CSBC Corp, Taiwan (台灣國際造船) yesterday reported net losses of NT$965 million (US$33.46 million) in the first three quarters, 21 percent larger than net losses of NT$795 million last year, due to delays in the delivery of raw materials during the COVID-19 pandemic and the appreciation of the New Taiwan dollar against the US dollar.
While cumulative revenue increased 69.1 percent year-on-year to NT$19.64 billion for the first nine months of this year, CSBC’s costs expanded 69.7 percent to NT$20.37 billion, resulting in a gross loss of NT$733 million, up 87 percent from a gross loss of NT$391 million last year, the shipbuilder told an investors’ conference in Taipei.
“It was not a rosy performance,” CSBC president Tseng Kuo-cheng (曾國正) said. “Our construction work was seriously affected by delays in raw material deliveries during the pandemic and many of our foreign engineers could not come to Taiwan as scheduled.”
Photo: Kao Shih-ching, Taipei Times
Earlier this year, the firm had needed to import some materials from Wuhan, China, but transportation at the epicenter of the pandemic was completely halted due to lockdown measures, Tseng said.
“A delay in building one vessel had a domino effect on the construction of other vessels, as we have limited docking capacity,” he said.
The company calculates its revenue based on construction progress, so delays slowed revenue growth and increased operating costs, Tseng added.
The company was also hurt by a strong NT dollar, as most commercial shipbuilding contracts are denominated in US dollars and commercial shipbuilding makes up 30 percent of CSBC’s total sales, Tseng said.
CSBC had forecast that the exchange rate to the US dollar would stay at about NT$30.5, but the NT dollar’s unexpected appreciation to NT$28.5 is expected to cost the company NT$400 million in revenue, he said.
“Most of our orders have fixed prices,” CSBC executive vice president Mike Chou (周志明) said. “We tried to include in contracts that the price would be adjusted based on fluctuations in the exchange rate, but few buyers were willing to accept that, as no one likes to take on foreign-exchange risks.”
To avoid delays in raw materials, CSBC has diversified imports of raw materials, as it does not seem like the pandemic will slow down anytime soon, Tseng said.
For next year, the company plans to further reduce the number of commercial shipbuilding contracts — which have a low margin — to 22 percent of total revenue, CSBC chairman Cheng Wen-lon (鄭文隆) said, adding that the reduction would allow the company to focus on high-margin orders, such as 2,800 twenty-foot equivalent unit container vessels.
“To regain momentum, the company will focus more on government projects, such as military vessels, and offshore marine construction,” Cheng said.
The company has gained government approval to issue 450 million new shares, an injection of NT$7 billion, boosting its paid-in capital to NT$10 billion, he said.

## DATA FOR REVIEW
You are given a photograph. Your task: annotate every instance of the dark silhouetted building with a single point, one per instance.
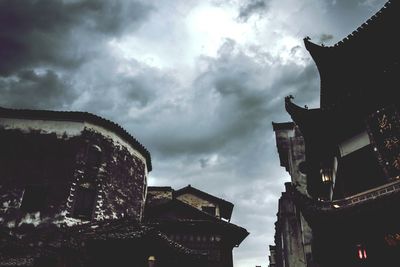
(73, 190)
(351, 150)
* * *
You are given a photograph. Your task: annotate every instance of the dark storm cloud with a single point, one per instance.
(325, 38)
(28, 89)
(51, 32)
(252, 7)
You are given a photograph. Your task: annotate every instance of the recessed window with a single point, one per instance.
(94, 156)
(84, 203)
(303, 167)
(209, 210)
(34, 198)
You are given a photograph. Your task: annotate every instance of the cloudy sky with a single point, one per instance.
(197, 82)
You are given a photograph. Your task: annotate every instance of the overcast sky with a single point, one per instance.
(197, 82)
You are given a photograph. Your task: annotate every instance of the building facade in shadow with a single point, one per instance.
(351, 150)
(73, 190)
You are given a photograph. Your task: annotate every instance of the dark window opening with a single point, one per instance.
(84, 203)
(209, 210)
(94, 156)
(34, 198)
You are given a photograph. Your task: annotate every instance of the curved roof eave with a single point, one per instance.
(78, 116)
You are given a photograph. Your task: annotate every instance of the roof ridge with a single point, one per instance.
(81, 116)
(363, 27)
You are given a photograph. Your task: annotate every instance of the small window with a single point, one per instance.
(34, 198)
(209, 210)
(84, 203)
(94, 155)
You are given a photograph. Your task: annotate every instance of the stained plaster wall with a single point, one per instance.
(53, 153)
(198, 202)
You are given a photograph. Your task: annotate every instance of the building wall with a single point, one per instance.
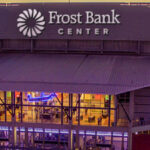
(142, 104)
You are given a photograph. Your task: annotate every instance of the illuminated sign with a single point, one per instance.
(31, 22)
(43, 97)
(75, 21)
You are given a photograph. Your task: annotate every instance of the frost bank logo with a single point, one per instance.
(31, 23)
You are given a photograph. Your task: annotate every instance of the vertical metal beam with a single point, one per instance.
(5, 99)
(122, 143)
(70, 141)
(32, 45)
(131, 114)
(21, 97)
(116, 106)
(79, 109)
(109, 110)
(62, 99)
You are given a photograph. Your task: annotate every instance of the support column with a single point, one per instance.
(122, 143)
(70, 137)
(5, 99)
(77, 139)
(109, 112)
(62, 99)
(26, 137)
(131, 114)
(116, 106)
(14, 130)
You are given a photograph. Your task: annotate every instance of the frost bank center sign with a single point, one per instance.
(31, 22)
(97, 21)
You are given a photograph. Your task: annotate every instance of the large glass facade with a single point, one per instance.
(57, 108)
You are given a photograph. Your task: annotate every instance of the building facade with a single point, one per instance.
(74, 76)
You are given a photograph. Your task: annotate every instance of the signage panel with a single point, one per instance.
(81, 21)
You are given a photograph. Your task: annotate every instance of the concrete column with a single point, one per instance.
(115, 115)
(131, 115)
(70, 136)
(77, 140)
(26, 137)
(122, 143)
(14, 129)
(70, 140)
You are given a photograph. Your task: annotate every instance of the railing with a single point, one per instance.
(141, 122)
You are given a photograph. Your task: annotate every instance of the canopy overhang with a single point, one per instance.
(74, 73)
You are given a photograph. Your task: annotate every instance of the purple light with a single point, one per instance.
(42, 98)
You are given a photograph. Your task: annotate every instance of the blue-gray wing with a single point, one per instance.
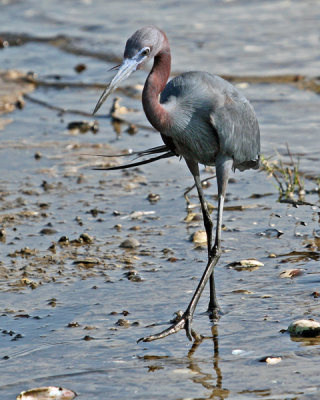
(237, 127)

## PROBLEM REQUIREMENTS
Translate this sentence from the CSBC earnings article into Spanish: "The company calculates its revenue based on construction progress, so delays slowed revenue growth and increased operating costs, Tseng added."

## FINISHED EXERCISE
La empresa calcula sus ingresos en función del avance de la construcción, por lo que los retrasos frenaron el crecimiento de los ingresos y aumentaron los costos operativos, añadió Tseng.